# Required work
(a) In the forum thread, what kind of tracers is the team competing with?
(b) Copy the forum thread text from "inline __m128 _mm_madd_ps( const" up to and including "not an option.".
(c) Shorten the forum thread paragraph that begins "I ended up with having overloaded base" into a bulleted list that keeps its main facts.

# Document excerpt
Content starts

Writiing almost everything with SSE manually doesn't make sense when better compiler can do that for you automatically.

--
Regards,
Igor Levicki

If you find my post helpfull, please rate it and/or select it as a best answer where applies. Thank you.

I ended up with having overloaded base floating point and integer classes that I choose based on a compile time define. Our build system is capable of building the same source with different defines so once I have fixed all issues that come from getting form 4 components to 8 components further AVX extensions should be a matter of rewriting parts of the base classes. At least with SSE2/SSE4 switches this already works quite nicely.

About the compile problems: There were issues with some very simply functions like

inline __m128 _mm_madd_ps( const __m128& a, const __m128& b, const __m128& c)
{
return _mm_add_ps( _mm_mul_ps( a, b), c);
}

Looks pretty standard to me (and GCC thinks so as well). Maybe it was a compiler bug but since at the moment there is no advantage for us to switch to a different compiler it just is not an option.

About the amount of SSE code: Be ashured that the amount of SSE-Code is exactly the amount we need and leaving the work to the compiler will make thinks a lot slower (after all, we are competing with GPU based tracers here and can beat them on a Dual CPU workstation, so it looks like we are not doing things too wrong).

Current compiler are just not capable of SIMDifying a ~1000 C++ code lines for a single material shader with multiple (virtual) function calls in it. There is just no way for them to recognize that they can compute 4 or more values in parallel.

Content ends

# Given information
Content starts

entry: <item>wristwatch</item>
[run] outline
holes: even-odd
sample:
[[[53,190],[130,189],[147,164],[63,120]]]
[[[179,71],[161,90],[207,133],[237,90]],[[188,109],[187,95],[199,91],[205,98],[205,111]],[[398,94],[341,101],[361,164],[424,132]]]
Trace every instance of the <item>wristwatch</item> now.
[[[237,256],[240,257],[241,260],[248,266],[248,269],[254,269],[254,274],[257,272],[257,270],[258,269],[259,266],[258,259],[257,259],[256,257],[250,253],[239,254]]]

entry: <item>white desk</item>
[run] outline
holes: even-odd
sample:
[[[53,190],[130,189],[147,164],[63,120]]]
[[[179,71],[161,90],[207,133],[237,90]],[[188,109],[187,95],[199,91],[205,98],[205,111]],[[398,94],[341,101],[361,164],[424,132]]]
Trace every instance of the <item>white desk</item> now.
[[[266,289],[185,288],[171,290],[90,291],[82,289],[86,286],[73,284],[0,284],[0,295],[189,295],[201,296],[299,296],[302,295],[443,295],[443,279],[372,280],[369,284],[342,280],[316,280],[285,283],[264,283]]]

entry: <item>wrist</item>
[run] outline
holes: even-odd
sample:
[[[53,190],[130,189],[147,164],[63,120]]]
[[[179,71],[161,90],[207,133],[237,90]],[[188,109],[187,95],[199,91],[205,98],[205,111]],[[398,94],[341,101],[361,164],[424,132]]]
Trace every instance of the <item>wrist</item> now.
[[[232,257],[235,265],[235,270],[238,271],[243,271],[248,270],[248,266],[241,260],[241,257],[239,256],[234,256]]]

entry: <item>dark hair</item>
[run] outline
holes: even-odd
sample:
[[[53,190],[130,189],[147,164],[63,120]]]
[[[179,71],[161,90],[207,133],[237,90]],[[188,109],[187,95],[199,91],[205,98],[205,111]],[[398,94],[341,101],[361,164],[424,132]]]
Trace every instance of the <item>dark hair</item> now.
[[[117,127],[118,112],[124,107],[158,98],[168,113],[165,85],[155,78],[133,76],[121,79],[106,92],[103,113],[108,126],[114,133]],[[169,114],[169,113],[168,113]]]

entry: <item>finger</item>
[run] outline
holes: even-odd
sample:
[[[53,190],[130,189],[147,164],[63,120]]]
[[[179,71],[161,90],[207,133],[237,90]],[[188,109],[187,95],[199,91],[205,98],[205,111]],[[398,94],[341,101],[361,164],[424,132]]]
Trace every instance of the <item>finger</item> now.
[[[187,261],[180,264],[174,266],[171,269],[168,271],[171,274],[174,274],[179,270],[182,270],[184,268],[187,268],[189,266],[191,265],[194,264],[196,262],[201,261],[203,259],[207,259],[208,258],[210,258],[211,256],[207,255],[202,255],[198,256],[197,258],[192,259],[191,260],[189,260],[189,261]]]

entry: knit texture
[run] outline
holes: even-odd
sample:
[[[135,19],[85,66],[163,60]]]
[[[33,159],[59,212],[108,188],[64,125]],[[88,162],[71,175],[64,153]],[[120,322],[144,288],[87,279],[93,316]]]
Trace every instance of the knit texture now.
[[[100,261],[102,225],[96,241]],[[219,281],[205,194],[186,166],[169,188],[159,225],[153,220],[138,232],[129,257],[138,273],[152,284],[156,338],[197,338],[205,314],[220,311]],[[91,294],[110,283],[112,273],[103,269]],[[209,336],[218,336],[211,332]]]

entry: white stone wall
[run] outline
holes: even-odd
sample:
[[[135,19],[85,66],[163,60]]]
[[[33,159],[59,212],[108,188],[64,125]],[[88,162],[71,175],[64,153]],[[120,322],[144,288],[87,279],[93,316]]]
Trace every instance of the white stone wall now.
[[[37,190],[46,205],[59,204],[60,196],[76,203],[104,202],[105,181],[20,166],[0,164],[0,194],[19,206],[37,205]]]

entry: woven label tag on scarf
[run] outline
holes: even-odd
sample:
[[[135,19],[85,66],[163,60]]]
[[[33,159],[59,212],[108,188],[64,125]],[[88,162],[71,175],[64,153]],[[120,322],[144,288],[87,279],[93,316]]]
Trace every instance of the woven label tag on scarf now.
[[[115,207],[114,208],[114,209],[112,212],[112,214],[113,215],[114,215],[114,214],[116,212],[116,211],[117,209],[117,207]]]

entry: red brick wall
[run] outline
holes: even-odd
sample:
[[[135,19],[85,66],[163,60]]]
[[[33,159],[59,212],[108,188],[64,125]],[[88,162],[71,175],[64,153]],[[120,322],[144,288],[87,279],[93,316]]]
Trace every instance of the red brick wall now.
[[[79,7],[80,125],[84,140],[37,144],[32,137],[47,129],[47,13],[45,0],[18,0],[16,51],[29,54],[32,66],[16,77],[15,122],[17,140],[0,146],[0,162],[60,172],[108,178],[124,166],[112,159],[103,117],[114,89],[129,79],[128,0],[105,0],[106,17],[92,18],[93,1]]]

Content ends

# Task answers
(a) GPU-based tracers.

(b)
inline __m128 _mm_madd_ps( const __m128& a, const __m128& b, const __m128& c)
{
return _mm_add_ps( _mm_mul_ps( a, b), c);
}

Looks pretty standard to me (and GCC thinks so as well). Maybe it was a compiler bug but since at the moment there is no advantage for us to switch to a different compiler it just is not an option.

(c)
- Overloaded base floating-point and integer classes are chosen by a compile-time define.
- The build system can build the same source with different defines.
- After the issues from moving from 4 to 8 components are fixed, further AVX extensions should mostly require rewriting parts of the base classes.
- This already works well with the SSE2/SSE4 switches.